Exercise prompt: Return each entry word for word. Leave the images out.

Stored dataset items:
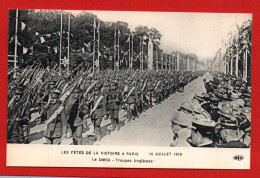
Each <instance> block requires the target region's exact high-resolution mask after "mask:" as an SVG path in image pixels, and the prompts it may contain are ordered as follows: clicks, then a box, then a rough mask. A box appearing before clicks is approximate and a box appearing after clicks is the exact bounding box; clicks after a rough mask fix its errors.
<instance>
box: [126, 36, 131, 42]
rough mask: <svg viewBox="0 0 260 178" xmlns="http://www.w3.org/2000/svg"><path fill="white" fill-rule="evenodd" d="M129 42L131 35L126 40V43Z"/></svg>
mask: <svg viewBox="0 0 260 178" xmlns="http://www.w3.org/2000/svg"><path fill="white" fill-rule="evenodd" d="M129 41H130V35H129V37H128V38H127V40H126V43H128V42H129Z"/></svg>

Exercise output:
Each <instance> block requires the target region's exact high-resolution mask after "mask:" as an SVG path in image pixels, and the prompts it may contain are ordered as follows: clicks, then a box, then a rough mask. A box appearing before clicks is approximate and a box appearing after clicks is the exact bounding box; clicks after a rough mask fix its errors.
<instance>
box: [126, 36, 131, 42]
rough mask: <svg viewBox="0 0 260 178" xmlns="http://www.w3.org/2000/svg"><path fill="white" fill-rule="evenodd" d="M129 42L131 35L126 40V43Z"/></svg>
mask: <svg viewBox="0 0 260 178" xmlns="http://www.w3.org/2000/svg"><path fill="white" fill-rule="evenodd" d="M129 41H130V35H129V37H128V38H127V40H126V43H128V42H129Z"/></svg>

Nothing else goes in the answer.